▸ **SUPPLIED INFORMATION**

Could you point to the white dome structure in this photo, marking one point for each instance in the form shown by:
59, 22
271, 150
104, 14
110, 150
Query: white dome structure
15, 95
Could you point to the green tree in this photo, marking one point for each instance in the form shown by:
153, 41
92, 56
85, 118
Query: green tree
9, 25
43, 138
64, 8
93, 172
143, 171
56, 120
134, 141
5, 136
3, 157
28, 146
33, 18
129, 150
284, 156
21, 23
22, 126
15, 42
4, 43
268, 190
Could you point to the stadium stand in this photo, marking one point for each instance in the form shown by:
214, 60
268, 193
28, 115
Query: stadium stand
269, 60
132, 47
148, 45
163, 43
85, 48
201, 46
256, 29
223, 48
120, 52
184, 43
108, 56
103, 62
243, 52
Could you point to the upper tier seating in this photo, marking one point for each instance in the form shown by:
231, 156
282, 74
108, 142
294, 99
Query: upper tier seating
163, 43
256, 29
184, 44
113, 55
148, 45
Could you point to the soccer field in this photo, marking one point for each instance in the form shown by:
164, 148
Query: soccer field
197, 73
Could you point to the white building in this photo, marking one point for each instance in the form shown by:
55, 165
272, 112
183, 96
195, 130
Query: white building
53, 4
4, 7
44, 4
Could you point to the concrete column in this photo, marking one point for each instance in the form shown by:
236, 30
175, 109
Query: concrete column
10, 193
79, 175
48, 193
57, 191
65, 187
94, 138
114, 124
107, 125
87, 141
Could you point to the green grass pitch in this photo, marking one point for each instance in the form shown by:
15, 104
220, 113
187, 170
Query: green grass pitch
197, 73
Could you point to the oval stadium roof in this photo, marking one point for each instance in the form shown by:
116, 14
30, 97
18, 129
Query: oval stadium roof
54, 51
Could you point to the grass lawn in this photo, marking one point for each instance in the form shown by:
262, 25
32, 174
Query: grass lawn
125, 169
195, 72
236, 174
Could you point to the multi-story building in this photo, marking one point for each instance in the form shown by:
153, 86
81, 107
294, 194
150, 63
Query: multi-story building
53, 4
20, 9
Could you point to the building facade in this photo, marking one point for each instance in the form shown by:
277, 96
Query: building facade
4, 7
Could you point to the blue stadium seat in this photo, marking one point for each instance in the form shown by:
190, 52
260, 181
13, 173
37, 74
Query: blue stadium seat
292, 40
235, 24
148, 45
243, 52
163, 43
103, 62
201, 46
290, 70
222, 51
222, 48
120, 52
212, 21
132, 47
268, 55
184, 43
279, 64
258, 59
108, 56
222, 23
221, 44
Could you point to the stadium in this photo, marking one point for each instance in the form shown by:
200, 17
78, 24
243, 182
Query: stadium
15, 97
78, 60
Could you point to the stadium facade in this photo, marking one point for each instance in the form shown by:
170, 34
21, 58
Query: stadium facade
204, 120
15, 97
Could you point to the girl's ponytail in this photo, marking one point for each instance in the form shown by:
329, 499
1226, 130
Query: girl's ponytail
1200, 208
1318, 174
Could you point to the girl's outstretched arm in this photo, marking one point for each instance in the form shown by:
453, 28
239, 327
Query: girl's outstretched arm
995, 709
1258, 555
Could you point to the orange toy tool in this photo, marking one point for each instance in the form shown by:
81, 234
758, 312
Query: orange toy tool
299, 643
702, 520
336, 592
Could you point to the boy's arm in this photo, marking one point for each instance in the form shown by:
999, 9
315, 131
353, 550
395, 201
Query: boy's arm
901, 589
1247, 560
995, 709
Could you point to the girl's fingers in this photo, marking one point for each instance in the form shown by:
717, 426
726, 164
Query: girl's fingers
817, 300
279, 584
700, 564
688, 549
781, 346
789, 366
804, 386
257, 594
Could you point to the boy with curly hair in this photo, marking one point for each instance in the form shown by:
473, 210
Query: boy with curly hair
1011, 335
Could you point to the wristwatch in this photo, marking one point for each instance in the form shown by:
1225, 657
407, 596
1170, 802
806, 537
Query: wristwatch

▸ **TASK BRIEF**
Retype the records above exactly.

▸ **EXPECTED ANSWER**
Could you point to the white dome structure in this photo, marking one point for each instance in the form shown by:
59, 22
271, 150
104, 14
110, 150
Query: white dome structure
15, 95
Could you point to the green tree in this photo, marking one point for each instance in the form shown by:
153, 41
92, 56
85, 118
Query: green tree
9, 25
43, 138
64, 8
93, 172
143, 171
56, 120
134, 141
5, 136
3, 157
28, 146
33, 18
129, 150
284, 156
21, 23
22, 126
15, 42
4, 43
268, 190
Could you point to the stadium stand in this photo, marking one point for each instance in the form shown by:
214, 60
268, 193
28, 115
Query: stadium stand
269, 60
132, 47
148, 45
163, 43
85, 48
201, 46
256, 29
223, 48
120, 52
184, 43
108, 56
103, 62
243, 52
Could you point to the upper tier seating in this photo, marking one point for each instance in the form shown by:
231, 156
282, 74
108, 142
294, 99
Query: upper tier seating
163, 43
256, 29
184, 44
113, 55
148, 45
Could you point to the soccer field in this photo, marking one point for each instance in the form shown by:
164, 148
Query: soccer field
197, 73
Could you point to the white building in this photo, marking one point for each instance in the form shown by:
55, 165
272, 112
183, 96
195, 130
Query: white building
53, 4
4, 7
44, 4
Could you point to the concrete column in this photo, marking one point for each instance in the form shown by:
236, 30
175, 109
Query: concrete column
10, 193
79, 175
48, 193
57, 191
65, 187
94, 138
114, 124
107, 125
87, 141
Could you point to the green grass pitch in this photo, marking one point for each instance in the form shown by:
15, 104
220, 113
187, 170
Query: green grass pitch
197, 73
Could you point to the oval stadium roof in this photo, marking one point for each instance in the form shown by:
116, 14
30, 97
18, 129
Query: oval stadium roof
54, 51
Could you point to the grass lawn in this photo, marking one point for each instance in the form shown by:
262, 25
32, 174
Query: grass lawn
125, 169
195, 72
236, 174
Could you point to the multi-story building in this photo, marking one point for each instance in the form shown by:
153, 86
81, 107
294, 194
150, 63
Query: multi-story building
53, 4
20, 9
Could you point to the building facade in this photo, marking one point for each instance in the form shown by:
277, 96
Query: building facade
4, 7
Could you point to the blue stadium seat in this photo, marking one point for each instance in the form shown by:
190, 52
260, 181
13, 173
37, 74
Query: blue stadium seat
292, 40
235, 24
148, 45
243, 52
163, 43
103, 62
201, 46
290, 70
222, 51
222, 48
120, 52
212, 21
132, 47
268, 55
184, 43
279, 64
258, 59
108, 56
222, 23
221, 44
Could you point to the stadium in this photo, marking one point for each instance in the form shown by:
200, 17
78, 24
243, 182
Query: stadium
15, 97
78, 60
Could you point to the stadium facade in this photo, marking one point for each instance in the form shown by:
170, 34
21, 58
Query: stadium facade
204, 120
15, 97
Could you point to the girl's ponytail in this photo, marking one point for each instance in the form shown by:
329, 499
1226, 130
Query: girl's ponytail
1200, 208
1318, 174
Could you point to the girl's outstretched arm in this photo, marking one point for each instance in the form shown by:
453, 28
239, 327
Query: girl's outstretched arm
995, 709
1258, 555
Could you point to the orange toy tool in this photo, marking one point for each instance in the form shown by:
81, 234
758, 312
Query: orange toy tool
299, 643
702, 520
336, 592
Could you point to the boy's arm in this photo, marking one point for each instance in the form shown by:
999, 9
315, 131
353, 550
395, 201
Query: boy's arm
901, 589
1247, 560
995, 709
Could you point to the girl's fingers in this photo, marking one point for each instance in the form shown by:
717, 426
726, 164
Query: girl's fingers
817, 300
279, 584
700, 564
688, 549
781, 346
789, 366
804, 386
257, 594
Could you point to the boy with curly hair in this photo, marking one point for each instance in the form shown by:
473, 210
Query: boy with curly hair
1011, 335
Could you point to the wristwatch in this photo, marking one point for each instance in the form shown by:
1225, 657
407, 596
1170, 802
806, 537
Query: wristwatch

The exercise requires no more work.